** THE PROBLEM **
Give the count of lines in the entries below that contain the string "patterned", and only that count.

Records drawn from a dataset:
■ ■ ■ ■ ■

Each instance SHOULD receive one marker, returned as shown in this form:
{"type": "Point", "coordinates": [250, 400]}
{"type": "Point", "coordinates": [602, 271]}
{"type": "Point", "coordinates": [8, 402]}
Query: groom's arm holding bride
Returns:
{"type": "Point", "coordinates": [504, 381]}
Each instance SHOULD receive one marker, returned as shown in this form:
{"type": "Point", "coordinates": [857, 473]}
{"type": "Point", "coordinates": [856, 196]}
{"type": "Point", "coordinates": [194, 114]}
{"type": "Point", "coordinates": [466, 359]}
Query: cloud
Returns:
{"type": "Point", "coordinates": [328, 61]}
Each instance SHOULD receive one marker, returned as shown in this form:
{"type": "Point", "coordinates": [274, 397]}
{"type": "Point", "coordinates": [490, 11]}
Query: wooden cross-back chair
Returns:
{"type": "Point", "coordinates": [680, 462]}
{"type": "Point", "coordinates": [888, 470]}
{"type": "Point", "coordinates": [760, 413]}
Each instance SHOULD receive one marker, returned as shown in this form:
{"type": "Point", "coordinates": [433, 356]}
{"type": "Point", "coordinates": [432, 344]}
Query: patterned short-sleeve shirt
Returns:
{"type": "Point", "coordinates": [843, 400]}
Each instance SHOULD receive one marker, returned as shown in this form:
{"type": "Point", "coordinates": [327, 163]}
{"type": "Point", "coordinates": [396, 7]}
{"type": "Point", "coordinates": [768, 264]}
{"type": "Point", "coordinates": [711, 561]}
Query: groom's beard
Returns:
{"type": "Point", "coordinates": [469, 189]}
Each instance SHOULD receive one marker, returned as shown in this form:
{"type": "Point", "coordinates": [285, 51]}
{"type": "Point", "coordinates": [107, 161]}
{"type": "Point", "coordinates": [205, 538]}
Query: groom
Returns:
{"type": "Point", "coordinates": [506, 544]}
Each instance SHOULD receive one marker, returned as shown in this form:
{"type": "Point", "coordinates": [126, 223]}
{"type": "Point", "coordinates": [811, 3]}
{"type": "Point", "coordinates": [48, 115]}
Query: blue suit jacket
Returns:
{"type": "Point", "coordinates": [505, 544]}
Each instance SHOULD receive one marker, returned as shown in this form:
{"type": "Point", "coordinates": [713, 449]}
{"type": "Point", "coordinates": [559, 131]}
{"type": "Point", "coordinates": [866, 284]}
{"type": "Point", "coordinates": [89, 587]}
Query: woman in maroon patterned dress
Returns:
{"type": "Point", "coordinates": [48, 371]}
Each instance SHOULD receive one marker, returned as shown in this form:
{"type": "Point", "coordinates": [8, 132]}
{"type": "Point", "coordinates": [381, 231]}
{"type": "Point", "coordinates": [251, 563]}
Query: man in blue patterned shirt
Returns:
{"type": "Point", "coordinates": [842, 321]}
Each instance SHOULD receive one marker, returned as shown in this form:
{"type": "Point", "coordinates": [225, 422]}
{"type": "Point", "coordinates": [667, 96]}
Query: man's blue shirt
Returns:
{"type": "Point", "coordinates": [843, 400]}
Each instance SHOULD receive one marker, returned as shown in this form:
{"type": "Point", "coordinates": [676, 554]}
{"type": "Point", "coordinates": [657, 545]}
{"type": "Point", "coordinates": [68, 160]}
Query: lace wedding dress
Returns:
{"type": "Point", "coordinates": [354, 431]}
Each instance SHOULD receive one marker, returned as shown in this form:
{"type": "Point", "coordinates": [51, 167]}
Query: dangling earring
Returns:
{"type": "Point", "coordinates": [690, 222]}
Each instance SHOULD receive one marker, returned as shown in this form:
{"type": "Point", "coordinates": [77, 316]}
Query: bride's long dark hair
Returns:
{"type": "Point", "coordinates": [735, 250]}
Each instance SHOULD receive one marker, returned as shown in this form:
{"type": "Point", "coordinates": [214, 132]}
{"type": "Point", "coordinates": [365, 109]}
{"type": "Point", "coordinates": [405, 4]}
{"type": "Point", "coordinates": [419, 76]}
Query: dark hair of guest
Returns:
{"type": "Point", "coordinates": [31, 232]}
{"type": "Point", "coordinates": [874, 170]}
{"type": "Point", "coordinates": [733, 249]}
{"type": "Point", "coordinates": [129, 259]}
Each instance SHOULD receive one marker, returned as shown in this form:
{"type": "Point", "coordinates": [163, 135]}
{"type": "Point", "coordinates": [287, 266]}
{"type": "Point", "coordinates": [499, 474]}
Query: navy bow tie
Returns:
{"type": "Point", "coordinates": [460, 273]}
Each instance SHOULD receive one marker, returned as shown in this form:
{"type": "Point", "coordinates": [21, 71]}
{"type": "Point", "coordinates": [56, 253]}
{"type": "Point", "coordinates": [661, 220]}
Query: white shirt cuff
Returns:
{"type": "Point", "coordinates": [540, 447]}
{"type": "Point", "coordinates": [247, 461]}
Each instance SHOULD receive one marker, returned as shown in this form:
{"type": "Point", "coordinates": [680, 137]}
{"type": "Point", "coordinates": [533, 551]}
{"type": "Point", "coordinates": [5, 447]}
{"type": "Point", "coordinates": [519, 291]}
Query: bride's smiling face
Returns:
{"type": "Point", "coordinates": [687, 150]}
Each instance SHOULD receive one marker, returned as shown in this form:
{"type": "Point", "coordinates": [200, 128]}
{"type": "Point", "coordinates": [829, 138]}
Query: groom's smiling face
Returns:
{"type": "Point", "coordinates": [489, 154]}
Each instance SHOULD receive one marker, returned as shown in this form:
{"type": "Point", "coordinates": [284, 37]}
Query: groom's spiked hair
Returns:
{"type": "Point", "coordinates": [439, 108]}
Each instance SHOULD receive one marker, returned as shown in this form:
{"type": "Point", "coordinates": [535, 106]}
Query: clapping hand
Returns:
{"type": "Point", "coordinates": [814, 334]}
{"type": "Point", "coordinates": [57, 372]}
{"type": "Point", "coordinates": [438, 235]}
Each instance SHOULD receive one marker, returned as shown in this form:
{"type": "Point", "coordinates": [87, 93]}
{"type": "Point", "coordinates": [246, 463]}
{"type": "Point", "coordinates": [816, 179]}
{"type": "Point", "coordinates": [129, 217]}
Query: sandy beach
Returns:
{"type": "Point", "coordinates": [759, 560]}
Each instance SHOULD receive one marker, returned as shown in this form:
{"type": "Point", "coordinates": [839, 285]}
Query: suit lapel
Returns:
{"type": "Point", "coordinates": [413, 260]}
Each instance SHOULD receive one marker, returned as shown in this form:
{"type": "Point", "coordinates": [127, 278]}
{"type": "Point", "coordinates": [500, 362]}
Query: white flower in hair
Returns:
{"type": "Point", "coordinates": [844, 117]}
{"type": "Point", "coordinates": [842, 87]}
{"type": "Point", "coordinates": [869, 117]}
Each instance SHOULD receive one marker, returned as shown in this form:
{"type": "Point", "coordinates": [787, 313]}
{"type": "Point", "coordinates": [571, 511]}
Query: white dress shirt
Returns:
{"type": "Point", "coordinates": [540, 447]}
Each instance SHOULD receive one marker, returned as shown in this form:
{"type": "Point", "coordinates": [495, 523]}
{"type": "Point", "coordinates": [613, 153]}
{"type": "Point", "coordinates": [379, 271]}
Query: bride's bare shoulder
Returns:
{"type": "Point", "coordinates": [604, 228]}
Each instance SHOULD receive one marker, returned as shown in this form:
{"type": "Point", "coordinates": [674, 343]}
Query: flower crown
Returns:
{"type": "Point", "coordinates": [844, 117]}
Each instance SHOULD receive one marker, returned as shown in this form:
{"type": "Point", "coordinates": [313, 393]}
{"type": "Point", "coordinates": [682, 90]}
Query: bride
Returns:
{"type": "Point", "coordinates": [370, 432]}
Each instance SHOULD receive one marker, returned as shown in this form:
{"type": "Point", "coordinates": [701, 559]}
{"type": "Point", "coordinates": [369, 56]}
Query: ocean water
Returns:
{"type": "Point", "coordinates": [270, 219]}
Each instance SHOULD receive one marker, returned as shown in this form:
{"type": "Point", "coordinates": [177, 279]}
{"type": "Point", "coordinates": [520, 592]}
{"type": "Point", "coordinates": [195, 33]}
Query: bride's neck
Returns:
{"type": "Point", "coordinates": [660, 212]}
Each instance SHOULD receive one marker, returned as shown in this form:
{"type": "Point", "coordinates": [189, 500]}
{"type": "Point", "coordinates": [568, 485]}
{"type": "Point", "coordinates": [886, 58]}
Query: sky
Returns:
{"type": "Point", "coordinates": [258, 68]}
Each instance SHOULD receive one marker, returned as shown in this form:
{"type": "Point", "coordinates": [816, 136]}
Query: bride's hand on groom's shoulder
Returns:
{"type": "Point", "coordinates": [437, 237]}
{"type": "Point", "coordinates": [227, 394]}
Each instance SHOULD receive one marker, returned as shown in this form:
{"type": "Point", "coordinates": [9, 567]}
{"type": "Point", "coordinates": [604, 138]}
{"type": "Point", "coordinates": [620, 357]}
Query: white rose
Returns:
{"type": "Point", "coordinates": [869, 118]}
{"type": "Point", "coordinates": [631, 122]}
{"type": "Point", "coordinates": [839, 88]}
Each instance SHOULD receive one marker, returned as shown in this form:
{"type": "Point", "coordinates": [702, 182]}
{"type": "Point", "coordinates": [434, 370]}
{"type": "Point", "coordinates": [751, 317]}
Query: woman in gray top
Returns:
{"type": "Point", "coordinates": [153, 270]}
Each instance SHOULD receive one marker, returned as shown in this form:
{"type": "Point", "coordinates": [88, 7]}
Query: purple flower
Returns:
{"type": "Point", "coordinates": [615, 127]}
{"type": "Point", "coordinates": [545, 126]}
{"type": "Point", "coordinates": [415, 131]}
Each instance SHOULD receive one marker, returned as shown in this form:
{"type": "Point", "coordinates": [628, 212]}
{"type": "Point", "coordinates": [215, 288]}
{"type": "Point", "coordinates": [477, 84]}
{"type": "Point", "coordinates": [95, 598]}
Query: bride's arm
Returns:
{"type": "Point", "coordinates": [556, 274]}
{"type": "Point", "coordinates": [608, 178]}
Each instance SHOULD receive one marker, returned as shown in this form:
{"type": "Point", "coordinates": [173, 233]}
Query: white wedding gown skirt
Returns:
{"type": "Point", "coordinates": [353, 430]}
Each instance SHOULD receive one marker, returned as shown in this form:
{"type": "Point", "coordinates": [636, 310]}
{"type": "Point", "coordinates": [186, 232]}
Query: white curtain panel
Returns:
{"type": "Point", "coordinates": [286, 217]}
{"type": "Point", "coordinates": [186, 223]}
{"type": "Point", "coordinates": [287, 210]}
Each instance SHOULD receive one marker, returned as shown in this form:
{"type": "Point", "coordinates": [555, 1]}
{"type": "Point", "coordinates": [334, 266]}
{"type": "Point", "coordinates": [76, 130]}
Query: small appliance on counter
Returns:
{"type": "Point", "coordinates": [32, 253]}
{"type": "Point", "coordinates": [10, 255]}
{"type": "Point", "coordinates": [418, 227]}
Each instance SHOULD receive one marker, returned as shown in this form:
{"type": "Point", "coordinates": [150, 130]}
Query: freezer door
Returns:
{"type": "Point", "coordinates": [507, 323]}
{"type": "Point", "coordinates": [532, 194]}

■ ■ ■ ■ ■

** REPLY **
3